• _Source text_
---+---

Facing potential $10B trial loss, Teva seeks appeal of recent ruling in kickbacks case

Teva has spent the last few years working to resolve its wide-ranging opioid litigation and finally reached a multibillion-dollar settlement last year. But quietly in the background, a possible "enterprising-threatening" lawsuit from the U.S. government still looms, Teva's lawyers argued in a recent filing.

In the U.S.' litigation over alleged kickbacks on Teva's once-lucrative multiple sclerosis drug Copaxone, U.S. District Judge Nathaniel M. Gorton recently ruled in favor of the U.S. government on two issues. One is the level of causation required to say that a claim for drug reimbursement is "false," while the other centers on the level of damages Teva might be forced to pay if it loses the case.

In the case, the U.S. alleges that Teva paid two patient foundations, the Chronic Disease Fund and The Assistance Fund, more than $350 million between December 2006 and January 2017. Those payments directly covered Medicare co-pay obligations for patients on Copaxone, the government argues. At the same time, the company raised the price of Copaxone five-fold.

---+---

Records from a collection
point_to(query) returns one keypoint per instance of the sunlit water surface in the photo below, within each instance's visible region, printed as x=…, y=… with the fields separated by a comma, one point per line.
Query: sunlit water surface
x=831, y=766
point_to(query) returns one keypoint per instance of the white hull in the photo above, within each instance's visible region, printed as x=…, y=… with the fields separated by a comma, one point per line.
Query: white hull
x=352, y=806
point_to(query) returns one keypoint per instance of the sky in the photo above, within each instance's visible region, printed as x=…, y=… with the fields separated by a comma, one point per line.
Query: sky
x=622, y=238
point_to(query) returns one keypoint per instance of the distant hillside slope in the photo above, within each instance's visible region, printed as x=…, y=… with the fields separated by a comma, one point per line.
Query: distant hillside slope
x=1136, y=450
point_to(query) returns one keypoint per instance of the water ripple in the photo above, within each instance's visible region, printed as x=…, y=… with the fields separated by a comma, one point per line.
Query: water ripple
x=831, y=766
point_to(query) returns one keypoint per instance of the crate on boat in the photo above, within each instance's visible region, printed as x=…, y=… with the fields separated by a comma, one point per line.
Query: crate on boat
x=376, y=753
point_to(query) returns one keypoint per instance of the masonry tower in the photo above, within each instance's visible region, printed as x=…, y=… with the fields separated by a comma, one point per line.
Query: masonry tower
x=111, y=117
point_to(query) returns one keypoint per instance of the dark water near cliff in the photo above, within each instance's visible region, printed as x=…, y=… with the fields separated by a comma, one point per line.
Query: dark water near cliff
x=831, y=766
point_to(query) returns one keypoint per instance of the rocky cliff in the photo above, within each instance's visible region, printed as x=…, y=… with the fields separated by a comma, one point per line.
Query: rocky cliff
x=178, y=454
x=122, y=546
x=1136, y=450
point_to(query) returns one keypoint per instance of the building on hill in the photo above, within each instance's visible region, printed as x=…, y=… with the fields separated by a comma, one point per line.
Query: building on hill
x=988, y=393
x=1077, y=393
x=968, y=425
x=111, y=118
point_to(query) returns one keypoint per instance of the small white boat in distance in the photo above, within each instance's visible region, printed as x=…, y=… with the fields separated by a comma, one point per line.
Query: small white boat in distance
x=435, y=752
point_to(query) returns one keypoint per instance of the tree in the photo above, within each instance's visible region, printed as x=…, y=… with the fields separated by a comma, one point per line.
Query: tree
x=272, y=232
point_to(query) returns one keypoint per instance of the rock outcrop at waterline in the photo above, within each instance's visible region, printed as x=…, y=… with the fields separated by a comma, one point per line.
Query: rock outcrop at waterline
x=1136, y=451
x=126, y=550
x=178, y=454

---+---

• _Required tasks_
- A) According to the Teva article, how much did the U.S. allege Teva paid the two patient foundations?
- B) Please summarize the Teva article in two sentences.
- C) Copy the part of the Teva article that opens with the words containing "Facing potential $10B" and closes with "a recent filing.".
The listing comes from a separate source, unrelated to the Teva article.

• _Responses by task_
- A) More than $350 million between December 2006 and January 2017.

- B) Although Teva reached a multibillion-dollar opioid settlement last year, its lawyers argue that a U.S. government lawsuit over alleged kickbacks on its multiple sclerosis drug Copaxone still looms, and a federal judge recently ruled for the government on causation and potential damages. The U.S. alleges that Teva paid two patient foundations more than $350 million from December 2006 to January 2017 to cover Medicare co-pays for Copaxone patients while raising the drug's price five-fold.

- C)
Facing potential $10B trial loss, Teva seeks appeal of recent ruling in kickbacks case

Teva has spent the last few years working to resolve its wide-ranging opioid litigation and finally reached a multibillion-dollar settlement last year. But quietly in the background, a possible "enterprising-threatening" lawsuit from the U.S. government still looms, Teva's lawyers argued in a recent filing.